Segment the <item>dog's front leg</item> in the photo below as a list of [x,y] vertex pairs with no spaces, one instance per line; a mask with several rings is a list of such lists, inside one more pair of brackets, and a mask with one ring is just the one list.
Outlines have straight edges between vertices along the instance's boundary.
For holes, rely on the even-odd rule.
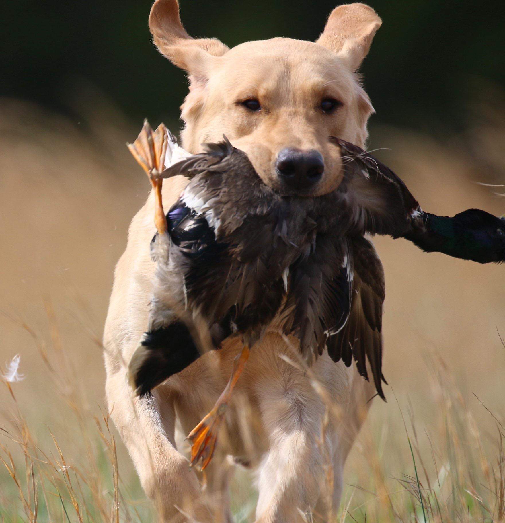
[[324,406],[306,377],[286,370],[259,385],[270,445],[257,476],[256,523],[311,521],[331,467],[333,442],[321,437]]
[[151,397],[134,397],[125,372],[108,371],[106,392],[111,417],[160,520],[214,523],[216,519],[202,499],[196,475],[176,449],[175,414],[170,395],[164,395],[166,391],[162,386]]

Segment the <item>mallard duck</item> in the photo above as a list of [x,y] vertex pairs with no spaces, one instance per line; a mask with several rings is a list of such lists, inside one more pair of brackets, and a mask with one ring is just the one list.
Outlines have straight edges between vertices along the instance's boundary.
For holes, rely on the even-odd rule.
[[[130,146],[155,190],[156,269],[149,331],[129,364],[137,394],[150,392],[206,348],[229,336],[244,348],[214,408],[189,434],[191,463],[210,462],[232,391],[277,315],[299,340],[308,365],[325,347],[332,359],[381,382],[383,268],[364,235],[405,237],[427,252],[480,263],[505,259],[505,222],[476,209],[453,218],[424,213],[390,169],[356,146],[340,147],[344,177],[315,198],[281,194],[260,179],[243,152],[223,137],[206,152],[164,168],[174,139],[146,122]],[[164,214],[163,179],[189,181]]]

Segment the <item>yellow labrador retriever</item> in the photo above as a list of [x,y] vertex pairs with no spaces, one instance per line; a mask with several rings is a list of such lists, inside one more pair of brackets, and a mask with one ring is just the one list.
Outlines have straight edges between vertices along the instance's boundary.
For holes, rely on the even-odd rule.
[[[154,43],[189,78],[183,146],[197,153],[224,133],[273,188],[283,174],[278,163],[287,158],[302,177],[318,163],[322,174],[310,194],[333,190],[342,162],[329,137],[364,145],[373,109],[356,71],[380,24],[372,8],[351,4],[333,11],[315,43],[273,38],[229,49],[214,39],[190,38],[176,0],[156,0],[149,18]],[[167,209],[186,183],[180,178],[163,187]],[[205,477],[178,449],[176,422],[187,434],[212,407],[242,348],[240,339],[204,355],[152,397],[134,397],[127,367],[148,323],[153,213],[151,193],[132,221],[116,269],[104,344],[109,408],[161,520],[231,521],[227,487],[234,460],[255,472],[256,521],[329,520],[374,392],[354,365],[334,363],[325,353],[304,369],[272,325],[252,351],[227,419],[228,437]]]

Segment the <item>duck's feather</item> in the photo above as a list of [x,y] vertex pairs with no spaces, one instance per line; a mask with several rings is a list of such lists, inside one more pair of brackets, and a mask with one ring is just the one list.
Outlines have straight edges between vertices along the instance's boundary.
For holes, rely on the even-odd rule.
[[362,236],[351,239],[354,266],[351,310],[343,328],[327,342],[334,361],[349,367],[354,357],[360,373],[368,379],[367,361],[379,395],[384,399],[382,374],[382,306],[384,272],[372,243]]

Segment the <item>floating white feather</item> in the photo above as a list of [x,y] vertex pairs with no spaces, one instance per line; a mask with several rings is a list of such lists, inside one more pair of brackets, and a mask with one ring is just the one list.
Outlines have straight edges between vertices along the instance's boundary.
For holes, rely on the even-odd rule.
[[25,379],[25,374],[19,373],[19,362],[21,361],[21,356],[19,354],[16,354],[15,356],[7,364],[7,368],[5,374],[2,375],[2,377],[6,381],[9,383],[14,383],[17,381],[21,381]]

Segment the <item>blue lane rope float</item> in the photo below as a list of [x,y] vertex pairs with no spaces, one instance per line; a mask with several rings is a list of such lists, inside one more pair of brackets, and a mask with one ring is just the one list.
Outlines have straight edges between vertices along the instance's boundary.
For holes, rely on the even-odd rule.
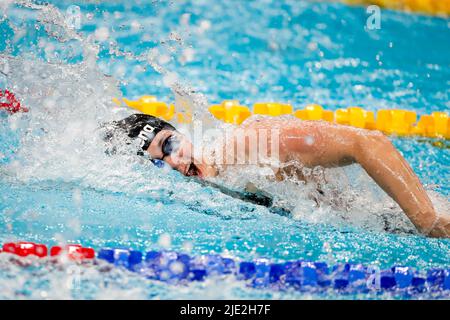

__________

WHAT IS BEING ASKED: Copy every line of the listing above word for word, leaving out the pictures.

RESPONSE:
Segment the <item>dog's front leg</item> in the photo below as a list of [x,y] vertex pairs with no spaces, one instance per line; a mask with several rings is a list of such lists, inside one more pair of brackets, and a mask with one ring is just the one list.
Outlines have straight edges between vertices along the instance's boundary.
For holes, rely on the even-odd rule.
[[324,406],[306,377],[286,370],[259,385],[270,445],[257,476],[256,523],[311,521],[331,467],[333,442],[321,437]]
[[151,397],[134,397],[125,372],[108,371],[106,392],[111,417],[160,520],[214,523],[216,519],[202,499],[196,475],[176,449],[175,414],[170,395],[164,395],[166,391],[162,386]]

Segment the <item>mallard duck</item> in the photo above as a list of [x,y] vertex pairs with no spaces, one instance per line; a mask with several rings is a list of such lists, inside one more pair of brackets, and a mask with one ring is just the one list.
Outlines have straight edges between vertices along the instance's boundary.
For holes, rely on the even-odd rule.
[[[130,146],[155,190],[156,269],[149,331],[129,364],[137,394],[150,392],[206,348],[229,336],[244,348],[214,408],[189,434],[191,463],[210,462],[232,391],[277,315],[299,340],[308,365],[325,347],[332,359],[381,382],[383,268],[364,235],[405,237],[427,252],[480,263],[505,259],[505,222],[476,209],[453,218],[424,213],[390,169],[356,146],[340,147],[344,177],[315,198],[281,194],[260,179],[243,152],[223,137],[206,152],[164,168],[174,139],[146,122]],[[164,214],[163,179],[189,181]]]

Segment the <item>yellow labrador retriever</item> in the photo above as a list of [x,y] vertex pairs with no spaces, one instance per line; a mask with several rings is a list of such lists, inside one more pair of brackets, and a mask with one ring is just the one list.
Outlines have straight edges between vertices along the instance's boundary.
For holes, rely on the even-odd rule.
[[[154,43],[189,78],[183,146],[197,153],[224,133],[273,188],[283,174],[278,163],[287,158],[302,177],[318,163],[322,174],[310,194],[333,190],[342,162],[329,137],[364,145],[373,109],[356,71],[380,24],[372,8],[351,4],[333,11],[315,43],[273,38],[229,49],[214,39],[190,38],[176,0],[156,0],[149,18]],[[167,209],[186,183],[180,178],[163,187]],[[205,477],[178,449],[176,422],[187,434],[212,407],[242,348],[240,339],[204,355],[152,397],[134,397],[127,367],[148,323],[153,213],[151,193],[132,221],[116,269],[104,344],[109,408],[161,520],[231,521],[227,487],[234,460],[255,472],[256,521],[329,520],[374,392],[354,365],[334,363],[325,353],[304,369],[272,325],[252,351],[227,419],[228,437]]]

Segment the <item>duck's feather</item> in the photo above as a list of [x,y] vertex pairs with no spaces, one instance per line; a mask with several rings is a list of such lists, inside one more pair of brackets, and a mask with one ring is just the one list.
Outlines have straight edges between vertices along the instance's boundary.
For holes, rely on the even-odd rule.
[[362,236],[351,239],[354,266],[351,310],[343,328],[327,342],[334,361],[349,367],[354,357],[360,373],[368,379],[367,361],[379,395],[384,399],[382,374],[382,306],[384,272],[372,243]]

Segment the <item>floating white feather</item> in the photo above as a list of [x,y] vertex pairs with no spaces, one instance per line; a mask with several rings is a list of such lists, inside one more pair of brackets, and a mask with one ring is just the one list.
Outlines have straight edges between vertices along the instance's boundary.
For holes, rely on the even-odd rule.
[[25,379],[25,374],[19,373],[19,362],[21,361],[21,356],[19,354],[16,354],[15,356],[7,364],[7,368],[5,374],[2,375],[2,377],[6,381],[9,383],[14,383],[17,381],[21,381]]

Segment the <item>blue lane rope float</item> in the photo below as a list of [x,y] vertex pairs with no spaces, one instance per line; a mask with several rings is a list of such lists, inside one more pair of brackets, and a mask with one ring is just the one list.
Outlines have straight edges between vertices along the instance's boundary.
For holes, rely on the even-odd rule.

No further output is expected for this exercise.